_Excerpted text_.
PCRM management failing again..

 

Rescue Mission denies participation by individuals with need of mental health medications.

The former Director of women’s programs at the PCRM who is now running the successful Titus 2 program for women became aware of the PCRM rescue mission’s recent decision to not longer accept individuals into the Rescue Mission or Bethal Village programs. One need not be a mental health expert to understand that a large percentage of those in our community that have found themselves in need of services, have come to that point due to a variety of mental health issues. For an organization who’s very motto is to “seek the least, the last and the lost”, something as simple as recognizing the importance of industry established protocol for assisting those with mental health issues should be a most basic function within their organization. This is another sign of the fact that the PCRM is clueless as to how to offer solutions to our communities needy.

Below are comments that have been made by the former director of the women’s programs at the PCRM on her personal Facebook page:

The situation of the young lady being dismissed from Bethel Village because of being prescribed an SSRI medication for depression has been resolved by her acceptance at Titus 2’s residence. She will be admitted tomorrow. It was that situation that prompted my challenge here and elsewhere of PCRM/BV’s new policy of no “mind-altering brain pills”, as they reportedly put it. Obviously, there will likely be many more such individuals….men and women alike….seeking help in the weeks and months ahead. Sadly, there are too few accessible beds in our community for those seeking substance abuse recovery with dual diagnoses of depression and empty pockets. We need recovery professionals who understand and are willing to work with mental healthcare specialists to address the dual diagnosed depression/SA clients in our community. We also need to address the others needing recovery with even more complex mental health challenges. It seems the time may be right for some partnerships that actually address these issues holistically and with a multi-discipline perspective that includes all available community resources.

_Your tasks_.
[1] Rewrite the passage of the post about the PCRM's medication policy from "The former Director of women’s" up to and including "our communities needy.", changing "clueless" to "uninformed".
[2] Extend the post about the PCRM's medication policy by writing what comes after its final sentence.

_Record set_.
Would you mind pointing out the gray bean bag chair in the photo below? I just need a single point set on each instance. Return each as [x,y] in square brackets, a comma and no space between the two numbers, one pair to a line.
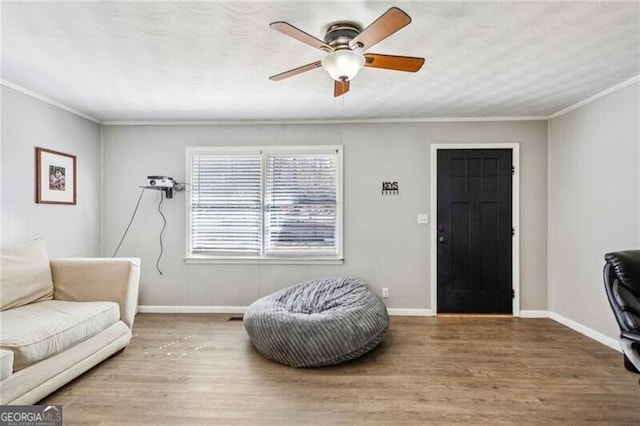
[317,323]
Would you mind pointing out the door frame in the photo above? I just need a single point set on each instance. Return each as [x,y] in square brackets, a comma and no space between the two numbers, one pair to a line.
[515,212]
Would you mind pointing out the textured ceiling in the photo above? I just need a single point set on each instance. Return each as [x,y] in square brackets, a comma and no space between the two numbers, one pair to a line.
[139,61]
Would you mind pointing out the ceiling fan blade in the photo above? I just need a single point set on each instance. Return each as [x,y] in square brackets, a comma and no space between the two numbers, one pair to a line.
[340,88]
[388,23]
[298,34]
[296,71]
[392,62]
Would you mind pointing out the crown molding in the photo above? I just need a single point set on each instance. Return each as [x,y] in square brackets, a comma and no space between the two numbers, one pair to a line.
[328,121]
[595,97]
[49,101]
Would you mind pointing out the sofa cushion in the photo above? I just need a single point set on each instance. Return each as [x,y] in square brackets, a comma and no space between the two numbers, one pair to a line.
[39,330]
[6,363]
[26,275]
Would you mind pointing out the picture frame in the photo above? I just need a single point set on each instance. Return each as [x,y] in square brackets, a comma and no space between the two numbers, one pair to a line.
[56,177]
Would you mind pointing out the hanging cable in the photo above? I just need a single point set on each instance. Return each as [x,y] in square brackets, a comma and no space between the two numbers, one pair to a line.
[164,219]
[130,222]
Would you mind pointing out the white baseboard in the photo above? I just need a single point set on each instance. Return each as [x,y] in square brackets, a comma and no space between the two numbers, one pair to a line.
[155,309]
[400,312]
[159,309]
[595,335]
[534,314]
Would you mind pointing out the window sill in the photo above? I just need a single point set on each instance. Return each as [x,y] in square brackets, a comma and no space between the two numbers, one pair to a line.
[260,260]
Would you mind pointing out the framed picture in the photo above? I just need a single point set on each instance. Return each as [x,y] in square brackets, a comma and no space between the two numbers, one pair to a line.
[56,177]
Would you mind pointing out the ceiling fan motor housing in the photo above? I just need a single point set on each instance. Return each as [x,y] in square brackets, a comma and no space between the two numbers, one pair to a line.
[340,34]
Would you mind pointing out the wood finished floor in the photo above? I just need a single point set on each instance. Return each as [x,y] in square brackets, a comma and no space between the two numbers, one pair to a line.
[185,369]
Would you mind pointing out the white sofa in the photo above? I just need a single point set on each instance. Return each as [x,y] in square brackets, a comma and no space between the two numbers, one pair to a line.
[60,317]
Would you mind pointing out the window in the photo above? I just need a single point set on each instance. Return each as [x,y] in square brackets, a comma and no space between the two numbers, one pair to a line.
[252,203]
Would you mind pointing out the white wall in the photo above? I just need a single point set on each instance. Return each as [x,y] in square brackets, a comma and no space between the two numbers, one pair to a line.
[594,203]
[68,230]
[383,243]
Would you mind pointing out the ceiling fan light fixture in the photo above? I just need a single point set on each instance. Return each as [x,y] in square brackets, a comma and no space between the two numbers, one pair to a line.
[344,64]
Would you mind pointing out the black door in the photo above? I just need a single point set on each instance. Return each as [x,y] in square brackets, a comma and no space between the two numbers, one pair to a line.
[474,231]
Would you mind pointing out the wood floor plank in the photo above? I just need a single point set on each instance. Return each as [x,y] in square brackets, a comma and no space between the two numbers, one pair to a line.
[454,370]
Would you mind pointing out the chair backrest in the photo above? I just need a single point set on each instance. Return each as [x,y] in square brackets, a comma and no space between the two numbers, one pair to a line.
[622,283]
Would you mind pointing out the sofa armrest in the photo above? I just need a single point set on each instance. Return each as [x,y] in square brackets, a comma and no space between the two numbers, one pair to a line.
[97,279]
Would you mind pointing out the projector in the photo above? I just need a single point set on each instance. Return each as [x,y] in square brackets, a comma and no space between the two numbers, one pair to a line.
[161,181]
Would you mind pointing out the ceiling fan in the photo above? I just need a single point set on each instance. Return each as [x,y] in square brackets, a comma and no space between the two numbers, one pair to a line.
[345,42]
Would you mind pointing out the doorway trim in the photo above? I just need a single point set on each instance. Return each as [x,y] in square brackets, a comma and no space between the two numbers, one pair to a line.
[515,212]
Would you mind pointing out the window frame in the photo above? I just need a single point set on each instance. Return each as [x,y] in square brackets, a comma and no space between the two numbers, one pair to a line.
[298,258]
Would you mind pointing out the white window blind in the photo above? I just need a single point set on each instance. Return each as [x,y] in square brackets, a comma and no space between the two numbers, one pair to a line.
[301,204]
[268,202]
[226,204]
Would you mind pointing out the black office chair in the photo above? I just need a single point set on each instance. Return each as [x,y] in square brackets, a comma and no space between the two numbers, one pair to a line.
[622,282]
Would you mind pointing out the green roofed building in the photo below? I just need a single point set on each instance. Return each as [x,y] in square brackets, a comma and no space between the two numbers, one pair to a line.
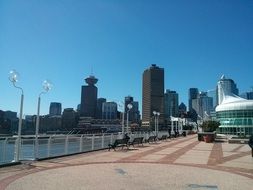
[235,115]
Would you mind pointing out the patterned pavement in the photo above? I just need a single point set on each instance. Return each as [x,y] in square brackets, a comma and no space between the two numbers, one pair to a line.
[182,163]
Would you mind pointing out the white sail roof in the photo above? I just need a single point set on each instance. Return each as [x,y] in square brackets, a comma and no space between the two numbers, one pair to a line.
[233,102]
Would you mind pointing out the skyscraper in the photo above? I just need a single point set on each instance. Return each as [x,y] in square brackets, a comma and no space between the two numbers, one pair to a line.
[203,105]
[225,86]
[100,102]
[89,98]
[134,114]
[193,94]
[170,104]
[152,94]
[55,108]
[109,110]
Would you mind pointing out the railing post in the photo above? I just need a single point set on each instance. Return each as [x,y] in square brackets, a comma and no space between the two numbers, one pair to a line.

_Answers by task_.
[1]
The former Director of women’s programs at the PCRM who is now running the successful Titus 2 program for women became aware of the PCRM rescue mission’s recent decision to not longer accept individuals into the Rescue Mission or Bethal Village programs. One need not be a mental health expert to understand that a large percentage of those in our community that have found themselves in need of services, have come to that point due to a variety of mental health issues. For an organization who’s very motto is to “seek the least, the last and the lost”, something as simple as recognizing the importance of industry established protocol for assisting those with mental health issues should be a most basic function within their organization. This is another sign of the fact that the PCRM is uninformed as to how to offer solutions to our communities needy.

[2]
Irony of ironies that is duly noted:
Last March 7th-April 7th I was put on paid leave while the administration of PCRM “investigated” students’ charges that I failed to provide their medications to them which, by the way was not on my list of duties but was the responsibility of others. PCRMs newly “discovered” medication policy, of which I had never been apprised, was used to suggest that I was denying people their right to be treated for various medical conditions. I was acquitted of the charges (that were mostly trumped up by disgruntled individuals who disliked being disciplined or held accountable) and was returned to duty without even a reprimand in my file. And even though the Board affirmed that I had been productive and responsible in my leadership at BV, they left the decision of whether or not to retain me in employment to the executive director, who it appeared had determined after the first few weeks of his arrival to remove me any way that he could.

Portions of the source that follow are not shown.